─── ENTRIES ───
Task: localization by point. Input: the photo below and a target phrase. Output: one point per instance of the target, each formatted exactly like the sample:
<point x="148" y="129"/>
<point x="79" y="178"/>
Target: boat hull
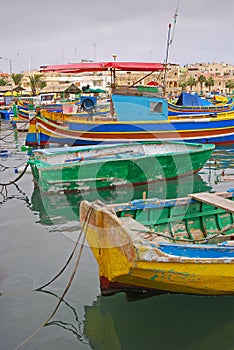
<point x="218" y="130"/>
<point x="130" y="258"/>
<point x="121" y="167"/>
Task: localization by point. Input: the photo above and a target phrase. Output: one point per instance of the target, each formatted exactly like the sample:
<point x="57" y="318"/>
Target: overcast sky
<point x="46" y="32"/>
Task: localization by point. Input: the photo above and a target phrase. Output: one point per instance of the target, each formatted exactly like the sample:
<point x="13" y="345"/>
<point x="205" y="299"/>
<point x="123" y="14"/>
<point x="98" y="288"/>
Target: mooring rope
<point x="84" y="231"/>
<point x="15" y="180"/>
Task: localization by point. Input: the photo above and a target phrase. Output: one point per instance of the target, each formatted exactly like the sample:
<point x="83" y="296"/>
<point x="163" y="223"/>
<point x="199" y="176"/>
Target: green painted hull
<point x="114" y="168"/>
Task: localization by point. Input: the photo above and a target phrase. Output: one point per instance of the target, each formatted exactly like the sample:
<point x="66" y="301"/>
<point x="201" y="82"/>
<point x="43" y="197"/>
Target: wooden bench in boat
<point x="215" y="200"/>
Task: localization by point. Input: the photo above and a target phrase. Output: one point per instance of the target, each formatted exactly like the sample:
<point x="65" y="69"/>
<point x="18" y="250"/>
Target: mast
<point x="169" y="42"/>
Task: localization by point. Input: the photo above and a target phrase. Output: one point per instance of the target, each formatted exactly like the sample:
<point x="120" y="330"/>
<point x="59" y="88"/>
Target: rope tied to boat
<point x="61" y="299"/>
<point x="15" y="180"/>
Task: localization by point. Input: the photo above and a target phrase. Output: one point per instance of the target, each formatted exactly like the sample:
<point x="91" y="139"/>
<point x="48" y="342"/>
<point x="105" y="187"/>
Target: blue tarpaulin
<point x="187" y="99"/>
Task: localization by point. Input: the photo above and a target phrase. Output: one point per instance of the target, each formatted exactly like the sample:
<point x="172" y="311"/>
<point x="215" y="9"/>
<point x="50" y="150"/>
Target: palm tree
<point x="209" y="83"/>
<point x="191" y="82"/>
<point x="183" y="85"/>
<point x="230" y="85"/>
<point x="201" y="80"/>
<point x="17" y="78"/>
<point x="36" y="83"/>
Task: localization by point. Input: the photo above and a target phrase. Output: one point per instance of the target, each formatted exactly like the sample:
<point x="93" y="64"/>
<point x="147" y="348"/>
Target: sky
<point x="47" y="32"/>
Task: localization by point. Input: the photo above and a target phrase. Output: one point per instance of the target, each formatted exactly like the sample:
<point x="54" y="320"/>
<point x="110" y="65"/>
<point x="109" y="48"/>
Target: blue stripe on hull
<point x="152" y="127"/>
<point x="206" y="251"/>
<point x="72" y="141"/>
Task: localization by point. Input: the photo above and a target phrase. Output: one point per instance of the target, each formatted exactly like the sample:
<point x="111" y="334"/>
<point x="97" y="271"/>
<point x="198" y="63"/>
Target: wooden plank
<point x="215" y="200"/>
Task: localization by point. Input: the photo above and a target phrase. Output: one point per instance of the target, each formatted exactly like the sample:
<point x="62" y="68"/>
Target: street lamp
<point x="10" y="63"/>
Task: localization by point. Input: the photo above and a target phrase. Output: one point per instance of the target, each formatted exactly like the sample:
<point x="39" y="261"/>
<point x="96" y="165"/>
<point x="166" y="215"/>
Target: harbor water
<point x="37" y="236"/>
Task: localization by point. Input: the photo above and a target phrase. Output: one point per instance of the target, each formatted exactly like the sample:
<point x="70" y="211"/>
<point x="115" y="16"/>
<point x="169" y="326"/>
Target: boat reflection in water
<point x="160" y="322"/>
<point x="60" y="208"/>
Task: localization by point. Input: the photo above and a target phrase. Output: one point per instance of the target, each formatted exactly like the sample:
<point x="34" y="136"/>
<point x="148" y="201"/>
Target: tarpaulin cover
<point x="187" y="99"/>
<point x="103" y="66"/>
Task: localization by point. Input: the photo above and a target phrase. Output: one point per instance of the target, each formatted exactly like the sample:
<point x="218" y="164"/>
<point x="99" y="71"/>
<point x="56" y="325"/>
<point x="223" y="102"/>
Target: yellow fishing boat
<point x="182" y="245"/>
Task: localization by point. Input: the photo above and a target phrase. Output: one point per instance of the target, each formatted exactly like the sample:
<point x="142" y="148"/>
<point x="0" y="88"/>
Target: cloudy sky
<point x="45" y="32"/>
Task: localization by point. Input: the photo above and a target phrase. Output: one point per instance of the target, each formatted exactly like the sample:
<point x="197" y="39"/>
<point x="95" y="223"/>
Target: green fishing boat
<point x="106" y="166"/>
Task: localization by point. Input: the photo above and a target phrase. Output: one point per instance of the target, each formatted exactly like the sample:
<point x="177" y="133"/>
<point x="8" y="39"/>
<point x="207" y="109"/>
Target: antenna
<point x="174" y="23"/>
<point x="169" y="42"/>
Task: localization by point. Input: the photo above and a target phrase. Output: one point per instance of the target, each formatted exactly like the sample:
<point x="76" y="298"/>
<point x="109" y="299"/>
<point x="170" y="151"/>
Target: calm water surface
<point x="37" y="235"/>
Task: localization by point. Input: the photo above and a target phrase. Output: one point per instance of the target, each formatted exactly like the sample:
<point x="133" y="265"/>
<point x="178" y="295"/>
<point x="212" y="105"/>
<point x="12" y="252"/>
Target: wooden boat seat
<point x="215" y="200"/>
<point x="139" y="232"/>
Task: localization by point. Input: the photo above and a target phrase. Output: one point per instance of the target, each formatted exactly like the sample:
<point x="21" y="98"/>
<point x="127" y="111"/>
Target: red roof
───
= AIM OF THE EXERCISE =
Without including any pictures, please restate all the records exactly.

= FULL OUTPUT =
Task: localization by point. Input: the photo below and a target phrase. Output: one point per instance of the target, each formatted exactly like the sample:
<point x="148" y="129"/>
<point x="79" y="178"/>
Target: boat hull
<point x="218" y="130"/>
<point x="130" y="258"/>
<point x="121" y="167"/>
Task: localization by point. Input: the photo above and a target phrase. Output: one point per instance of the target, each formatted exactly like the sample:
<point x="57" y="318"/>
Target: overcast sky
<point x="46" y="32"/>
Task: localization by point. Input: the photo above and a target phrase. Output: one point per instance of the target, each formatted exactly like the sample:
<point x="13" y="345"/>
<point x="205" y="299"/>
<point x="123" y="14"/>
<point x="98" y="288"/>
Target: mooring rope
<point x="84" y="231"/>
<point x="15" y="180"/>
Task: localization by point. Input: the photo above and a target phrase. Output: one point per instance of the target, each formatted exactly like the sample:
<point x="83" y="296"/>
<point x="163" y="223"/>
<point x="199" y="176"/>
Target: green painted hull
<point x="114" y="168"/>
Task: localization by point. Input: the photo above and a target phrase. Output: one point per instance of the target, each formatted exactly like the sample:
<point x="66" y="301"/>
<point x="201" y="82"/>
<point x="43" y="197"/>
Target: wooden bench in boat
<point x="215" y="200"/>
Task: localization by point. Input: the photo above and a target phrase. Output: one point per instance of the target, each formatted exactly like the sample:
<point x="65" y="69"/>
<point x="18" y="250"/>
Target: mast
<point x="169" y="42"/>
Task: localization by point. Input: the photo above and a target phrase. Output: one point per instance of the target, each formatted exactly like the sample:
<point x="120" y="330"/>
<point x="59" y="88"/>
Target: rope tied to boat
<point x="61" y="299"/>
<point x="15" y="180"/>
Task: localization by point. Input: the photo above and a target phrase. Output: one point per instance of the target, each formatted exactly like the sample:
<point x="91" y="139"/>
<point x="48" y="342"/>
<point x="105" y="187"/>
Target: blue tarpaulin
<point x="187" y="99"/>
Task: localization by point. Input: the photo above and a target phrase. Output: one point per instance of the target, each formatted exactly like the sample:
<point x="172" y="311"/>
<point x="215" y="9"/>
<point x="50" y="150"/>
Target: palm tree
<point x="209" y="83"/>
<point x="191" y="82"/>
<point x="183" y="85"/>
<point x="230" y="85"/>
<point x="201" y="80"/>
<point x="17" y="78"/>
<point x="36" y="83"/>
Task: localization by point. Input: the photo above and a target phrase. Output: one point per instance of the target, each formatted exactly like the sample:
<point x="93" y="64"/>
<point x="147" y="348"/>
Target: sky
<point x="47" y="32"/>
Task: localization by point. Input: the photo above and a target phrase. Output: one point per instance of the target, each formatted exactly like the sample:
<point x="54" y="320"/>
<point x="110" y="65"/>
<point x="109" y="48"/>
Target: blue stripe on hull
<point x="152" y="127"/>
<point x="206" y="251"/>
<point x="72" y="141"/>
Task: localization by point. Input: the photo above and a target phrase. Output: one point per instance of the target, each formatted exactly like the sample:
<point x="111" y="334"/>
<point x="97" y="271"/>
<point x="198" y="63"/>
Target: wooden plank
<point x="215" y="200"/>
Task: localization by point. Input: the photo above and a target phrase. Output: one point per instance of the target, each formatted exactly like the sample:
<point x="62" y="68"/>
Target: street lamp
<point x="10" y="63"/>
Task: localization by point. Input: the photo above and a target phrase. Output: one point per instance of the target, each formatted exactly like the sample:
<point x="39" y="261"/>
<point x="96" y="165"/>
<point x="166" y="215"/>
Target: harbor water
<point x="37" y="236"/>
Task: localization by point. Input: the photo above and a target phrase. Output: one point per instance of the target, each formatted exactly like the sample:
<point x="70" y="211"/>
<point x="115" y="16"/>
<point x="169" y="326"/>
Target: boat reflection in water
<point x="160" y="322"/>
<point x="60" y="208"/>
Task: localization by point. Input: the photo above and a target phrase. Output: one point per instance of the target, each formatted exactly like the sample:
<point x="34" y="136"/>
<point x="148" y="201"/>
Target: tarpaulin cover
<point x="187" y="99"/>
<point x="103" y="66"/>
Task: localization by point. Input: the photo above and a target phrase. Output: one point per instance of the target, each formatted exactly like the sample:
<point x="218" y="164"/>
<point x="99" y="71"/>
<point x="56" y="325"/>
<point x="223" y="102"/>
Target: yellow fishing boat
<point x="182" y="245"/>
Task: localization by point. Input: the photo above and a target phrase. Output: one point per instance of the target, each formatted exactly like the sample:
<point x="142" y="148"/>
<point x="0" y="88"/>
Target: cloudy sky
<point x="45" y="32"/>
Task: localization by point. Input: the photo above and a target phrase. Output: one point per instance of the target, each formatted exactly like the sample:
<point x="197" y="39"/>
<point x="95" y="223"/>
Target: green fishing boat
<point x="106" y="166"/>
Task: localization by point. Input: the photo above and a target phrase. Output: one point per instance of the target, each formatted exactly like the sample:
<point x="177" y="133"/>
<point x="8" y="39"/>
<point x="207" y="109"/>
Target: antenna
<point x="174" y="23"/>
<point x="169" y="42"/>
Task: localization by point. Input: the photo above and a target phrase. Output: one point per instance of the target, each formatted exactly like the sample:
<point x="76" y="298"/>
<point x="109" y="299"/>
<point x="170" y="151"/>
Target: calm water surface
<point x="37" y="235"/>
Task: localization by point. Input: the photo above and a target phrase. Output: one point per instance of the target, each formatted exactly like the sample:
<point x="133" y="265"/>
<point x="178" y="295"/>
<point x="212" y="105"/>
<point x="12" y="252"/>
Target: wooden boat seat
<point x="215" y="200"/>
<point x="139" y="232"/>
Task: localization by point. Input: the photo above and a target phrase. Output: one point per instance of the target, each formatted exactly like the sample:
<point x="21" y="98"/>
<point x="127" y="111"/>
Target: red roof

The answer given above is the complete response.